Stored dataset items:
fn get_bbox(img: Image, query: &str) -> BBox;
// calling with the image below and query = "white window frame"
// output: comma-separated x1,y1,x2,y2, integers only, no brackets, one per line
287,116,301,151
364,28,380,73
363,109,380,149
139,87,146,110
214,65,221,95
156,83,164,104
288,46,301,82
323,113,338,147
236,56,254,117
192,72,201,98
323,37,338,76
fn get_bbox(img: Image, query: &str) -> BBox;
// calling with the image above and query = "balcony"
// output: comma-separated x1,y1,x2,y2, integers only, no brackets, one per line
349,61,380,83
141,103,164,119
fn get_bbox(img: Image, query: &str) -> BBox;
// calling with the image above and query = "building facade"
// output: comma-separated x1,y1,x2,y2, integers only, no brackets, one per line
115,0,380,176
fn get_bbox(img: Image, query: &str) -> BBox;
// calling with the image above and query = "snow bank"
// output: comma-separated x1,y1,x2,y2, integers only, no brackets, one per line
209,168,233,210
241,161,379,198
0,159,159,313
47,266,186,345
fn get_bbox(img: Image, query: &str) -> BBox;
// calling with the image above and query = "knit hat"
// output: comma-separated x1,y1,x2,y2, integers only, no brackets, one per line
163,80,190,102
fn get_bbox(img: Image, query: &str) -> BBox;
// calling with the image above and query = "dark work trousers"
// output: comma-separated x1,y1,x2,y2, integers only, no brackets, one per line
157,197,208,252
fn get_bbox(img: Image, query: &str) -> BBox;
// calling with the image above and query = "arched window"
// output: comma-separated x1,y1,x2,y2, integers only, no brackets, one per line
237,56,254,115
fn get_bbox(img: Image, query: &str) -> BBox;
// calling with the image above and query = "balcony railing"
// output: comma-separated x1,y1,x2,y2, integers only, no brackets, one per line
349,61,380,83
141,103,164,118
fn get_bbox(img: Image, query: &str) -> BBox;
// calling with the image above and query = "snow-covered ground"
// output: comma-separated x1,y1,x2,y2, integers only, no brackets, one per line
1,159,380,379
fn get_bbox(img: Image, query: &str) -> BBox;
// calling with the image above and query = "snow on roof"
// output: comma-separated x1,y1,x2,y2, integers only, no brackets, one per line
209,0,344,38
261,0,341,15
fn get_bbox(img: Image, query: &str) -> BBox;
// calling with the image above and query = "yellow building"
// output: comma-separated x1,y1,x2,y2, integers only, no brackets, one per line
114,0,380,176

WHAT TO WORK ON: Whatever is in the entries above, write it out exactly.

TASK SOLUTION:
fn get_bbox(img: Image, query: &str) -> BBox;
// calling with the image below and query = "white window frame"
// output: comma-separated x1,y1,x2,y2, integers only, no brackets, one per line
287,116,301,151
364,28,380,73
363,109,380,149
139,87,146,110
214,65,221,95
156,83,164,104
288,46,301,82
323,113,338,147
236,56,254,117
192,72,201,98
323,37,338,76
fn get_bbox(img: Image, query: &str) -> BBox;
// calling with the image above and query = "balcony"
// output: comma-separated x1,y1,x2,y2, integers only, no brackets, one per line
349,61,380,83
141,103,164,119
fn get_bbox(img: Image, query: &str) -> BBox;
// calling with the image above and query = "building facade"
// output: comma-separated x1,y1,x2,y2, integers only, no brackets, one per line
115,0,380,176
fn get_bbox(img: Image, query: &str) -> BBox;
// calling with the image above and query = "snow bank"
// output: comma-separated x1,y1,x2,y2, integers only, no brackets, one per line
209,168,233,210
241,161,379,198
0,159,159,313
47,266,186,345
fn get_bbox(img: Image, query: &str) -> BBox;
// calling with the image above and query = "knit hat"
// output: comma-separated x1,y1,x2,y2, integers only, no brackets, one per line
163,80,190,102
fn get_bbox(img: Image, query: &str) -> BBox;
// calling with the image above and query = "dark work trousers"
// output: comma-separated x1,y1,x2,y2, integers only, no brackets, one per line
157,197,208,252
fn get_bbox(img: Image, query: &str) -> BBox;
// calling with the image above and query = "arched window"
// output: comma-separated x1,y1,x2,y2, integers only, no brackets, one per line
237,56,254,115
fn get_bbox(img: Image, query: &str) -> BBox;
// calling with the image above and query = "balcony railing"
// output: comma-separated x1,y1,x2,y2, integers only, no brackets, one per line
349,61,380,83
141,103,164,118
fn get_bbox(img: Image, query: &str) -> BBox;
// calling with the image above and query = "snow-covered ground"
// output: comma-separated x1,y1,x2,y2, integers only, no brackets, one per line
1,159,380,379
fn get_bbox(img: Image, query: &str) -> BBox;
// calling with the image above and query = "snow on roof"
// output: comma-separated x1,y1,x2,y2, integers only, no brackets, one per line
209,0,344,38
261,0,341,15
fn get_bbox(img: Image, query: &str) -> BBox;
// calling with the image above and query = "yellow building"
// output: comma-separated x1,y1,x2,y2, integers only, no brackets, one per line
114,0,380,176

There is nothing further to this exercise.